Set out every row below as a numbered list, with blank lines dropped.

Rows from a pointing dataset:

──────────────────────────────

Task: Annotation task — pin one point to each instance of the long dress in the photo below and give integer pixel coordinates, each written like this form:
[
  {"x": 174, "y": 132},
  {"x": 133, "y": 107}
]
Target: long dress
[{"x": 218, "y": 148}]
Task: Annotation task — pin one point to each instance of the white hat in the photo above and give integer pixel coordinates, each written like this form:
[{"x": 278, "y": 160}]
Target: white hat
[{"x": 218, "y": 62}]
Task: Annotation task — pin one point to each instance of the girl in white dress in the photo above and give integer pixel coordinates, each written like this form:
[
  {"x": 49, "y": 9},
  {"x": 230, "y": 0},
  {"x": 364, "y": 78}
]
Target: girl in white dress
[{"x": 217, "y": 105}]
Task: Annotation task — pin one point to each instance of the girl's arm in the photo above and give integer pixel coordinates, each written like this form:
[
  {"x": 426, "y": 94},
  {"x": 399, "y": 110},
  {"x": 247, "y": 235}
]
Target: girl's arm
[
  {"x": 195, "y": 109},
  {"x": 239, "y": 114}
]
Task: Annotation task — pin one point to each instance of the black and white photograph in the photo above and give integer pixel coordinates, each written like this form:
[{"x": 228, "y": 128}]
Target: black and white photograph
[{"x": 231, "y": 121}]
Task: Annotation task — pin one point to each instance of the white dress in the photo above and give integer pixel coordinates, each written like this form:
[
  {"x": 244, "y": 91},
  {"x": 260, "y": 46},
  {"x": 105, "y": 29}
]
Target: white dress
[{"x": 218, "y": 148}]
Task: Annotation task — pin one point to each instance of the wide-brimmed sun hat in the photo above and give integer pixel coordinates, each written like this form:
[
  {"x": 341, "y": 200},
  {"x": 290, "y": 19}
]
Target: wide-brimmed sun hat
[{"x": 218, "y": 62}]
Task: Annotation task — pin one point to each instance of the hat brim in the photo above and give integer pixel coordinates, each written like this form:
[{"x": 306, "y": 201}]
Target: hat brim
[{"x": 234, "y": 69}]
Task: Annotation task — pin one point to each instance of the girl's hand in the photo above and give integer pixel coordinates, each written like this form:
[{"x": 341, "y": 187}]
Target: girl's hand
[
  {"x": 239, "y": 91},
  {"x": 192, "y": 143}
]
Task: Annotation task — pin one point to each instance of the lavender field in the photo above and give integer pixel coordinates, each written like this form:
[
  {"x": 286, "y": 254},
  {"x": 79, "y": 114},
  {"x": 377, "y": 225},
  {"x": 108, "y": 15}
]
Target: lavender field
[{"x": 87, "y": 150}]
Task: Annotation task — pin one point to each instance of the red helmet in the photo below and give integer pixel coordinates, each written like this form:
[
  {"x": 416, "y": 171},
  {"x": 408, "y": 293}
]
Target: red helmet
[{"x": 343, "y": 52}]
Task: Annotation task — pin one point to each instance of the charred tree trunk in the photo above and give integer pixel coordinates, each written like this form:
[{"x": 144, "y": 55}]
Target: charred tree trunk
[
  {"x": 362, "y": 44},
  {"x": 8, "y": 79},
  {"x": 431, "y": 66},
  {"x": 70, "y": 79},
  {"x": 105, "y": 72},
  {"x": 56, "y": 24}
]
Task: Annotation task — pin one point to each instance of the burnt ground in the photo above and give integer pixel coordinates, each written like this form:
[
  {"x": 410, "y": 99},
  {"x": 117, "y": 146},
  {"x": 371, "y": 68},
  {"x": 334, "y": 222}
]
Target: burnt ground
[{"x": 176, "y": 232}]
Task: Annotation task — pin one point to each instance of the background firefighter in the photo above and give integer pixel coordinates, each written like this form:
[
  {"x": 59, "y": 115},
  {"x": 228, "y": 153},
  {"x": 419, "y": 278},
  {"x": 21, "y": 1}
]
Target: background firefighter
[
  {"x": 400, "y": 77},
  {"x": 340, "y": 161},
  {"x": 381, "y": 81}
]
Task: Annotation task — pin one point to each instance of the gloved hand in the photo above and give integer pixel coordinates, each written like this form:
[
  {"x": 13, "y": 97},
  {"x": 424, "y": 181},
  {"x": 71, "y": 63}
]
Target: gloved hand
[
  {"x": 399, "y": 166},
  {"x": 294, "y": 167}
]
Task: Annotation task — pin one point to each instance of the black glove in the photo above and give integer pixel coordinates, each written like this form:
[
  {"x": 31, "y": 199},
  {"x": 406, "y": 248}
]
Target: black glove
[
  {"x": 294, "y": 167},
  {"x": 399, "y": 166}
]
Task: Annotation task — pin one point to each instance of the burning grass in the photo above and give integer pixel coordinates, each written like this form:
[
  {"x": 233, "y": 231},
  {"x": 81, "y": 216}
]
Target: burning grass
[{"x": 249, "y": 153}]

──────────────────────────────

- **EXERCISE RESPONSE**
1. Task: Annotation task — pin one point to each instance of the long dress in the photo below and give integer pixel coordinates, each written like this form:
2. [
3.   {"x": 174, "y": 132},
4.   {"x": 133, "y": 107}
5. ]
6. Target: long dress
7. [{"x": 218, "y": 148}]
8. Task: Annotation task — pin one point to each instance of the white hat in the photo above and give integer pixel coordinates, each written like this form:
9. [{"x": 278, "y": 160}]
10. Target: white hat
11. [{"x": 218, "y": 62}]
12. Task: Annotation task — pin one point to each instance of the girl in white dress in the photo above and give integer pixel coordinates, each written like this form:
13. [
14.   {"x": 49, "y": 9},
15.   {"x": 230, "y": 0},
16.   {"x": 364, "y": 78}
17. ]
18. Target: girl in white dress
19. [{"x": 217, "y": 105}]
20. Task: Annotation task — pin one point to each instance of the girl's arm in the photo above and give integer pixel coordinates, each written like this form:
21. [
22.   {"x": 426, "y": 94},
23.   {"x": 399, "y": 110},
24.   {"x": 247, "y": 235}
25. ]
26. Target: girl's arm
27. [
28.   {"x": 195, "y": 109},
29.   {"x": 239, "y": 114}
30. ]
31. Task: Annotation task — pin one point to each instance of the black and white photograph in the photo above and give integer pixel coordinates, each written like this form:
32. [{"x": 228, "y": 128}]
33. Target: black and white photograph
34. [{"x": 231, "y": 121}]
35. Task: Annotation task — pin one point to each instance of the white dress in the photo above and give integer pixel coordinates, each written like this form:
36. [
37.   {"x": 244, "y": 91},
38.   {"x": 260, "y": 46},
39.   {"x": 105, "y": 29}
40. ]
41. Target: white dress
42. [{"x": 218, "y": 148}]
43. Task: Annotation task — pin one point to each instance of the wide-brimmed sun hat in the photo above and give integer pixel coordinates, each written like this form:
44. [
45.   {"x": 341, "y": 200},
46.   {"x": 290, "y": 19}
47. ]
48. Target: wide-brimmed sun hat
49. [{"x": 218, "y": 62}]
50. Task: Annotation task — pin one point to each instance of the hat brim in the photo above and give integer pixel coordinates, each written like this form:
51. [{"x": 306, "y": 201}]
52. Target: hat brim
53. [{"x": 234, "y": 69}]
54. Task: Annotation task — pin one point to each instance of the girl's hand in the photo above and give integer pixel coordinates, each written like this form:
55. [{"x": 341, "y": 187}]
56. Target: girl's hand
57. [
58.   {"x": 239, "y": 91},
59.   {"x": 192, "y": 143}
60. ]
61. Task: Annotation task — pin one point to each instance of the lavender field in the photo above and give integer pixel coordinates, each written like this form:
62. [
63.   {"x": 286, "y": 254},
64.   {"x": 79, "y": 114},
65.   {"x": 377, "y": 225},
66.   {"x": 108, "y": 15}
67. ]
68. Target: lavender field
69. [{"x": 87, "y": 150}]
70. Task: Annotation task — pin one point to each instance of the red helmet in the photo below and give integer pixel coordinates, each written like this form:
71. [
72.   {"x": 416, "y": 171},
73.   {"x": 408, "y": 293}
74. ]
75. Target: red helmet
76. [{"x": 343, "y": 52}]
77. Task: Annotation task — pin one point to each instance of the charred tree trunk in the photo above and give integer pixel coordinates, each written like this form:
78. [{"x": 144, "y": 55}]
79. Target: charred tree trunk
80. [
81.   {"x": 362, "y": 44},
82.   {"x": 8, "y": 79},
83.   {"x": 431, "y": 66},
84.   {"x": 70, "y": 79},
85.   {"x": 105, "y": 72},
86.   {"x": 56, "y": 24}
87. ]
88. Task: Annotation task — pin one point to each instance of the burnt ground in the photo above and give integer pixel coordinates, each written like this form:
89. [
90.   {"x": 410, "y": 99},
91.   {"x": 117, "y": 146},
92.   {"x": 371, "y": 68},
93.   {"x": 334, "y": 222}
94. ]
95. Target: burnt ground
96. [{"x": 176, "y": 232}]
97. Task: Annotation task — pin one point to each instance of the background firefighter in the photo above and give integer pixel coordinates, each written like this form:
98. [
99.   {"x": 59, "y": 115},
100.   {"x": 228, "y": 153},
101.   {"x": 419, "y": 278},
102.   {"x": 21, "y": 1}
103. ]
104. Target: background firefighter
105. [
106.   {"x": 400, "y": 77},
107.   {"x": 340, "y": 161},
108.   {"x": 381, "y": 81}
109. ]
110. Task: Annotation task — pin one point to each instance of the gloved hand in the photo above and give integer pixel coordinates, each written like this form:
111. [
112.   {"x": 13, "y": 97},
113.   {"x": 424, "y": 181},
114.   {"x": 71, "y": 63}
115. ]
116. Target: gloved hand
117. [
118.   {"x": 399, "y": 166},
119.   {"x": 294, "y": 167}
120. ]
121. Task: Annotation task — pin one point to each instance of the black glove in the photo above and give integer pixel coordinates, each written like this form:
122. [
123.   {"x": 31, "y": 199},
124.   {"x": 406, "y": 248}
125. ]
126. Target: black glove
127. [
128.   {"x": 294, "y": 167},
129.   {"x": 399, "y": 166}
130. ]
131. Task: Annotation task — pin one point to each instance of the burning grass in the photo above and give integer pixel coordinates, each written like this form:
132. [
133.   {"x": 233, "y": 231},
134.   {"x": 81, "y": 216}
135. ]
136. Target: burning grass
137. [{"x": 249, "y": 153}]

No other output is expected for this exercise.